• _EXERCISE DETAILS_
Reproduce the material from its first line up to and including the line that contains "295 L 9 295", shifting every number in the answer SVG (the viewBox values and the path coordinates) up by 84. Leave the request lines and their format sample unchanged.

• _THE DATA_
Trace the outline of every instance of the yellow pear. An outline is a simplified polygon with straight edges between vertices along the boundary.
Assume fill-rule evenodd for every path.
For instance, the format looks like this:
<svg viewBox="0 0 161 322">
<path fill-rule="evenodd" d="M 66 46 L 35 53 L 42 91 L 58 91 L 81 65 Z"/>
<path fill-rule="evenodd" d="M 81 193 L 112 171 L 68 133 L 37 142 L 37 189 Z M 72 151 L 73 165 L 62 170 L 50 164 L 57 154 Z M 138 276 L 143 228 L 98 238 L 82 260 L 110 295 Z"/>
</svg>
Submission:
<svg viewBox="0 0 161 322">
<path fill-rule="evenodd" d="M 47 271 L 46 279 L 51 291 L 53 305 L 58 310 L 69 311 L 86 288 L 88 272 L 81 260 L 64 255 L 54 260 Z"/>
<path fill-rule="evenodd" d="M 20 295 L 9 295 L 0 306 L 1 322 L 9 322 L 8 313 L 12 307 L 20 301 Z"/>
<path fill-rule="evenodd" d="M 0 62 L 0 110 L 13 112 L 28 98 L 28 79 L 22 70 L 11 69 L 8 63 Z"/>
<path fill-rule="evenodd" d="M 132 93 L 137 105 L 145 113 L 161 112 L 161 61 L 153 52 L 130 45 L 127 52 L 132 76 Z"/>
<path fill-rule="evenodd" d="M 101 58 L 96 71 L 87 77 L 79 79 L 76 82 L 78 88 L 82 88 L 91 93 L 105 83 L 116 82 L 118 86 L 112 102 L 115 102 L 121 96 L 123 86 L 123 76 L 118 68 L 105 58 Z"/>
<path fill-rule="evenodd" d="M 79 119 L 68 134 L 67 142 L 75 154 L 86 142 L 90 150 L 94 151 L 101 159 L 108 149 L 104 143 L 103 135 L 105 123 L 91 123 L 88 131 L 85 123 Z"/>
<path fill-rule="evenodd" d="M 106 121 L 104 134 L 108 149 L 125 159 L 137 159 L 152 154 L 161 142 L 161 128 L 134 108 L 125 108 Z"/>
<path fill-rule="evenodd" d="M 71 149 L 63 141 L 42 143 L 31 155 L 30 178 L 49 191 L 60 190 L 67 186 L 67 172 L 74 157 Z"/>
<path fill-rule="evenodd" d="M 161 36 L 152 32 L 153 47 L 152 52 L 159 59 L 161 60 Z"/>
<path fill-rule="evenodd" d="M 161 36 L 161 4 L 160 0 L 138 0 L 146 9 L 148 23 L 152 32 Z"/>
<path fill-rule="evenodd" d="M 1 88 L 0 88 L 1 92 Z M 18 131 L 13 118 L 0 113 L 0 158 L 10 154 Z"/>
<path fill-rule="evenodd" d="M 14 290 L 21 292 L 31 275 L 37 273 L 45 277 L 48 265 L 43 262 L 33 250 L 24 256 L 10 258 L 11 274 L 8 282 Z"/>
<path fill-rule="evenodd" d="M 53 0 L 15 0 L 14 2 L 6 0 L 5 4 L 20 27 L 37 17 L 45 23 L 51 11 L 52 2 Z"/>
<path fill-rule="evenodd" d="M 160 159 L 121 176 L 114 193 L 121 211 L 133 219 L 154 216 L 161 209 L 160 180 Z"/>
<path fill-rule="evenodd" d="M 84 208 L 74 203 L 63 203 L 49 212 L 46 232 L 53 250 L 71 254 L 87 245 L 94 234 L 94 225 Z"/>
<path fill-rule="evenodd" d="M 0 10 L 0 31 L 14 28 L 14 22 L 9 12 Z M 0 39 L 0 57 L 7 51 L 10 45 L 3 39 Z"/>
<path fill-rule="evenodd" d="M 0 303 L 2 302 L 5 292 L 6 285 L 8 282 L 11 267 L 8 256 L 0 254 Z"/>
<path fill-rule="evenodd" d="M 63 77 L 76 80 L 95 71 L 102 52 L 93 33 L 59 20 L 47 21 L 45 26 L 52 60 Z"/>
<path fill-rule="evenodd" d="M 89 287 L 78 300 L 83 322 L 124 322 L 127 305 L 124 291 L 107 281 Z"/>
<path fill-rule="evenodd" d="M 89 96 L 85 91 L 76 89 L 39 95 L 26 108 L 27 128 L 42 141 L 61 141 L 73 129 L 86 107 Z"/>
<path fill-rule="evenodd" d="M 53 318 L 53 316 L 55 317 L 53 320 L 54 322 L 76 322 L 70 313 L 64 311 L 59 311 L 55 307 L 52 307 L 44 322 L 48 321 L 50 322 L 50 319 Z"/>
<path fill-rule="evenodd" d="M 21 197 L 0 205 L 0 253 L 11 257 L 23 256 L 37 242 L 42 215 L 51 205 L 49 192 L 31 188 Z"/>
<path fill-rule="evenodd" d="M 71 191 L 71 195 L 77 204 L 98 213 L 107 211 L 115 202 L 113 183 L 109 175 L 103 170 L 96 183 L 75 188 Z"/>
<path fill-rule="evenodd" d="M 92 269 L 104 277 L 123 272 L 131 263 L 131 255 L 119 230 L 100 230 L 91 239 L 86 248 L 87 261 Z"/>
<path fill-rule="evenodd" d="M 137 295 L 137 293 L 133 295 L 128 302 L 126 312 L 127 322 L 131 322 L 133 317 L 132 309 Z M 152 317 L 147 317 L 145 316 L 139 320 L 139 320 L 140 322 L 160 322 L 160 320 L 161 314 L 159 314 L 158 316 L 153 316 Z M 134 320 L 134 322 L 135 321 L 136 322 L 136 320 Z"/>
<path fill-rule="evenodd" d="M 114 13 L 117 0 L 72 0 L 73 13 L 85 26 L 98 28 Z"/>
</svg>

• _RESULT BELOW_
Trace the outline of every instance of the yellow pear. An outline is a simplified polygon with straight edges between vertices along the boundary.
Assume fill-rule evenodd for every path.
For instance, the format looks like this:
<svg viewBox="0 0 161 322">
<path fill-rule="evenodd" d="M 66 46 L 35 53 L 42 91 L 58 91 L 81 65 Z"/>
<path fill-rule="evenodd" d="M 81 193 L 112 171 L 68 133 L 37 142 L 37 189 Z M 72 151 L 73 165 L 62 170 L 50 164 L 57 154 Z M 138 276 L 143 228 L 98 238 L 82 260 L 110 295 Z"/>
</svg>
Submission:
<svg viewBox="84 84 245 406">
<path fill-rule="evenodd" d="M 131 355 L 130 363 L 135 375 L 137 389 L 142 394 L 153 395 L 170 372 L 172 356 L 165 344 L 148 339 L 138 344 Z"/>
<path fill-rule="evenodd" d="M 104 379 L 93 379 L 84 390 L 85 406 L 93 406 L 92 397 L 96 391 L 104 385 Z"/>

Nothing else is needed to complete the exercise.